-- START Selected text --

Introduce funnel operator i,e '|>' to allow for generator pipelines

There is also Codon, which comes with pre-implemented pipelines, including support for parallel pipelines.

Examples from the Codon documentation:

def add1(x):
    return x + 1

2 |> add1  # 3; equivalent to add1(2)

def calc(x, y):
    return x + y**2
2 |> calc(3)       # 11; equivalent to calc(2, 3)
2 |> calc(..., 3)  # 11; equivalent to calc(2, 3)
2 |> calc(3, ...)  # 7; equivalent to calc(3, 2)

def gen(i):
    for i in range(i):
        yield i

5 |> gen |> print # prints 0 1 2 3 4 separated by newline
range(1, 4) |> iter |> gen |> print(end=' ')  # prints 0 0 1 0 1 2 without newline
[1, 2, 3] |> print   # prints [1, 2, 3]
range(100000000) |> print  # prints range(0, 100000000)
range(100000000) |> iter |> print  # not only prints all those numbers, but it uses almost no memory at all
1 Like

Yes, I think I mixed things up, I was thinking the inplace=True would be set in the __pipe__ operator, but now that I think about it, it doesn’t make much sense since we’re just replacing the placeholder and running each step sequentially

1 Like

This:

can be written as:

def with_pipe(users):
    return (users
        |> filter(|> (_["age"] > 30))
        |> map(|> (_["amount"] * (1 - DISCOUNT_RATE))
        |> sum())

with the current syntax.

I tend to think of two concepts now - a pipeline / “headless pipeline” / auto-lambda (i.e. a pipeline without LHS that can be called by providing the LHS as the argument) and a “pipeline instance” / pipeline (one would have to decide on the exact naming) - what I used to call a pipeline so far.

Depending on the associativity order we could get rid of some of those brackets. The current operator is in line with R’s implementation of |>.

I will look for some good use cases. This can take some time but I am sure there are good uses for such a nice syntax :slight_smile:

Is that just a new way of writing lambda x: x["age"] > 30?

-- END Selected text --

[Exercise task]: Print everything in the pipe operator thread from "can be written" down to "the current syntax.", word for word.

-- START Excerpted data --

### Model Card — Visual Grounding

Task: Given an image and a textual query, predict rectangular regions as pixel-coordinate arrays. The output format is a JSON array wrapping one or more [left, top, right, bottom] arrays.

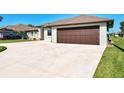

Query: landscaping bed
[[0, 39, 32, 43], [93, 37, 124, 78], [0, 46, 7, 52]]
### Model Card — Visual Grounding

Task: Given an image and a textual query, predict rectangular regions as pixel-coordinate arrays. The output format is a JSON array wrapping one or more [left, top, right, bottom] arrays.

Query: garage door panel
[[57, 27, 99, 45]]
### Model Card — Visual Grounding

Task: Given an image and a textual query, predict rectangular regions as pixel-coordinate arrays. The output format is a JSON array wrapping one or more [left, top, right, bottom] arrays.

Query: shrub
[[0, 46, 7, 52]]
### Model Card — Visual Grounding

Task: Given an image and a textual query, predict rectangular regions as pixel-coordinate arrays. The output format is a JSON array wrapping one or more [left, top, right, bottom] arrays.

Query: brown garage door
[[57, 26, 99, 45]]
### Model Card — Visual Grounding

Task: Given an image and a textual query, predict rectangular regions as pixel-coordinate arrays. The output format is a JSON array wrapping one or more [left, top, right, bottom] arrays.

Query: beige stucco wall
[[44, 28, 51, 42], [0, 32, 3, 39], [27, 29, 42, 40], [44, 23, 107, 46]]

-- END Excerpted data --

[Reply]:
can be written as:

def with_pipe(users):
    return (users
        |> filter(|> (_["age"] > 30))
        |> map(|> (_["amount"] * (1 - DISCOUNT_RATE))
        |> sum())

with the current syntax.